**WORK TO DO**. Reproduce the passage of the dollar market report below between "The dollar index" and "level of 18%.", inclusive.

**PROVIDED TEXT**.
____________

The dollar index (DXY00) today is down -0.09%, extending this week’s sell-off to about -0.7%. The dollar continues to trade on a weak note despite Tuesday's stronger-than-expected US GDP report of +4.3% and the reduced odds for Fed easing. The markets initially reduced the odds for a -25 bp rate cut at the next FOMC meeting to 13% from 20% after Tuesday’s GDP report, but the odds have since crept higher to the current level of 18%.
The dollar continues to see underlying weakness as the FOMC is expected to cut interest rates by about -50 bp in 2026, while the BOJ is expected to raise rates by another +25 bp in 2026, and the ECB is expected to leave rates unchanged in 2026.
The dollar is also under pressure as the Fed boosts liquidity in the financial system, having begun purchasing $40 billion a month in T-bills in mid-December. The dollar is also being undercut by concerns that President Trump intends to appoint a dovish Fed Chair, which would be bearish for the dollar. Mr. Trump recently said that he will announce his selection for the new Fed Chair in early 2026. Bloomberg reported that National Economic Council Director Kevin Hassett is the most likely choice as the next Fed Chair, seen by markets as the most dovish candidate.
The US on Thursday launched strikes on ISIS targets in Nigeria in a security and intelligence collaboration with the Nigerian government to combat rising terrorist attacks in the country. Nigeria is an OPEC member. Mr. Trump previously warned that the US would strike ISIS in Nigeria if the group did not stop killing Christians.
The US Coast Guard forced the sanctioned oil tanker, Bella 1, to turn away from Venezuela and move out into the Atlantic Ocean, according to a Bloomberg report. US forces have been shadowing the vessel for several days as part of President Trump’s blockade on sanctioned oil tankers connected with Venezuela. US forces wanted to board Bella 1 near Barbados on Sunday, but the vessel instead moved back out into the Atlantic Ocean.
There may be some progress on a Ukraine-Russia peace deal as Ukrainian President Zelensky said he expects to meet with President Trump on Sunday in Florida. Mr. Zelensky recently said that Ukraine might be willing to allow a peace deal involving a demilitarized zone in its eastern region in return for security guarantees from the US and Europe.

____________

**RECORDS SHOWN**.

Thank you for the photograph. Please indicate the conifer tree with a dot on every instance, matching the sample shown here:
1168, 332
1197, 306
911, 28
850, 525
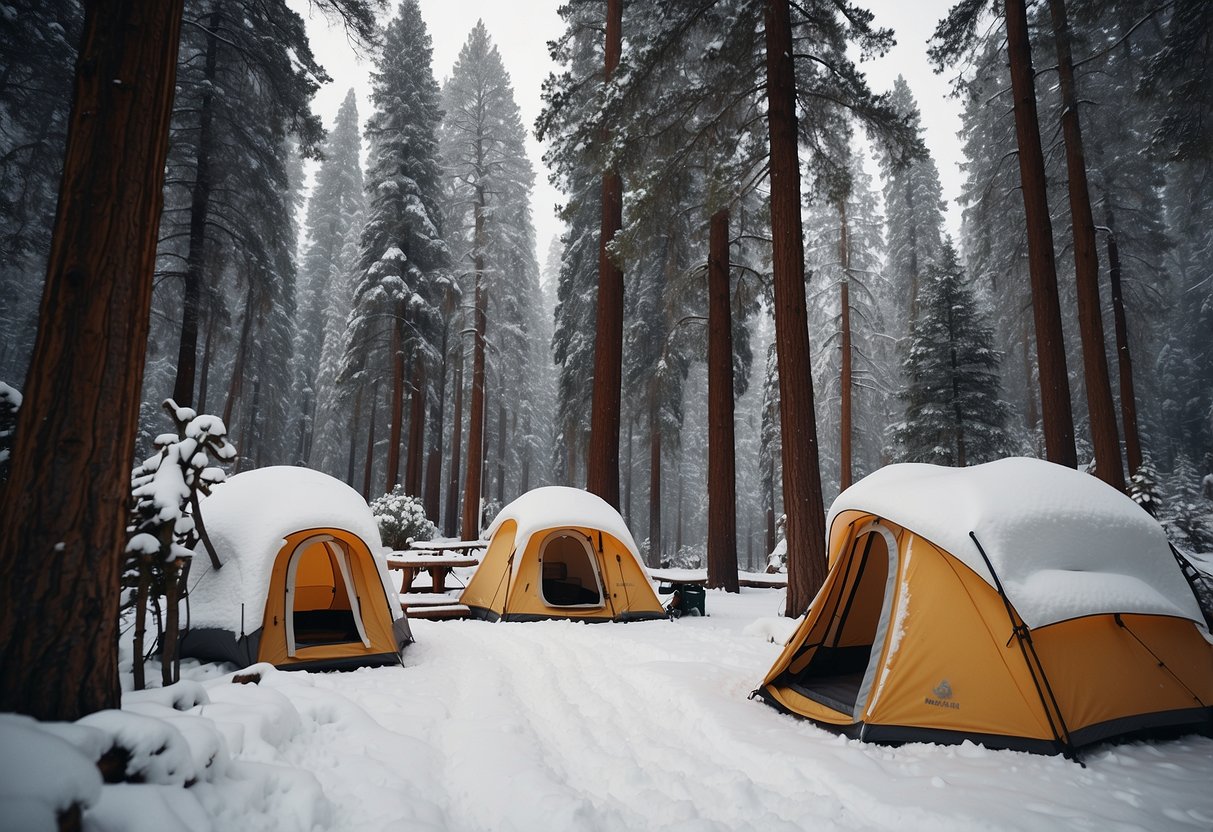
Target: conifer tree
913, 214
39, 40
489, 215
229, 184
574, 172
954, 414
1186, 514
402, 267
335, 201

____________

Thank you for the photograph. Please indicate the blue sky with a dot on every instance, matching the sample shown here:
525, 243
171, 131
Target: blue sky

____________

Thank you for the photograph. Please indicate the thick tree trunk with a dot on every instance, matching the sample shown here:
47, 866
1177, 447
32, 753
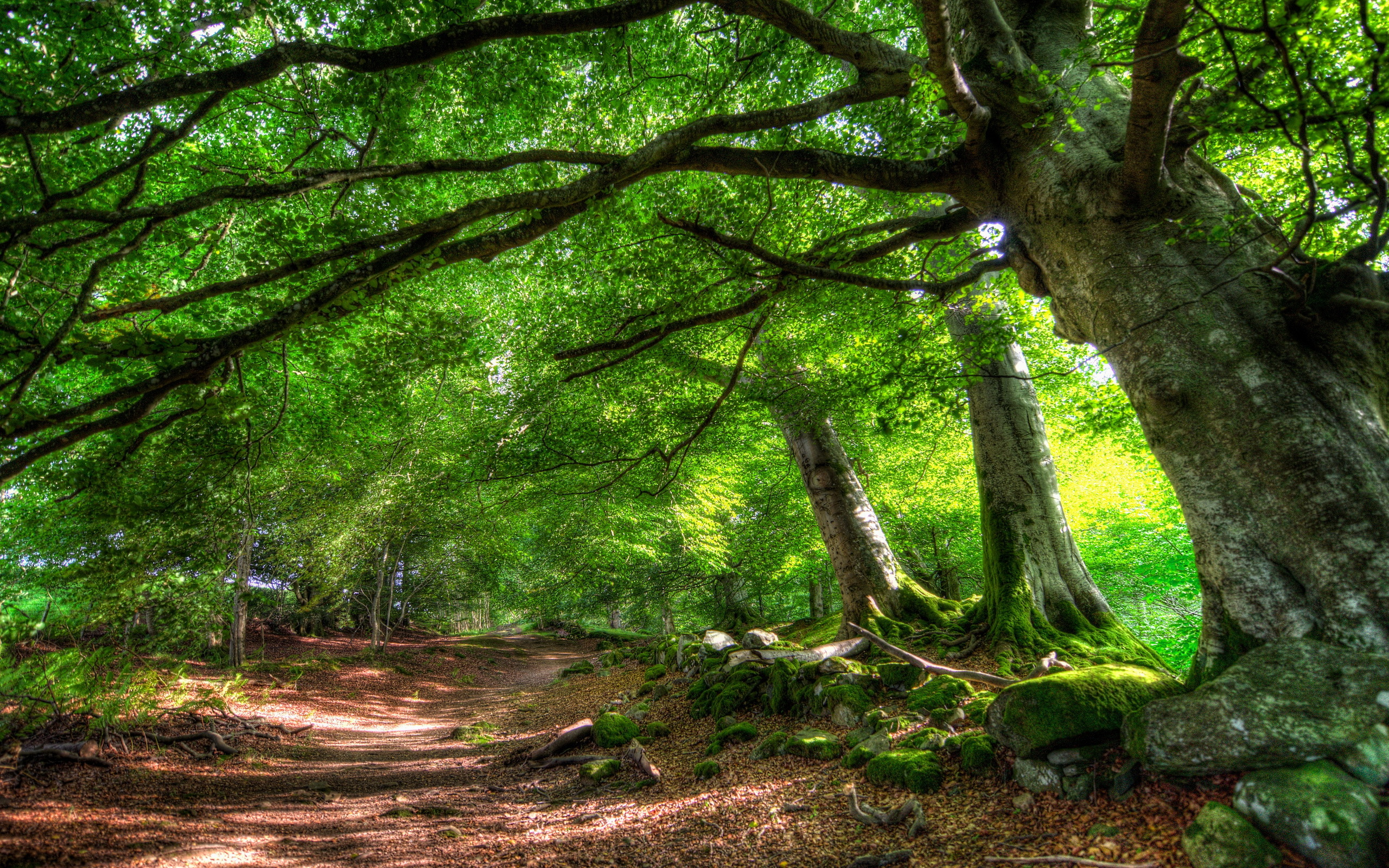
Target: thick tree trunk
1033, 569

____________

**ANSWER TO THIS PROBLEM**.
The dollar index (DXY00) today is down -0.09%, extending this week’s sell-off to about -0.7%. The dollar continues to trade on a weak note despite Tuesday's stronger-than-expected US GDP report of +4.3% and the reduced odds for Fed easing. The markets initially reduced the odds for a -25 bp rate cut at the next FOMC meeting to 13% from 20% after Tuesday’s GDP report, but the odds have since crept higher to the current level of 18%.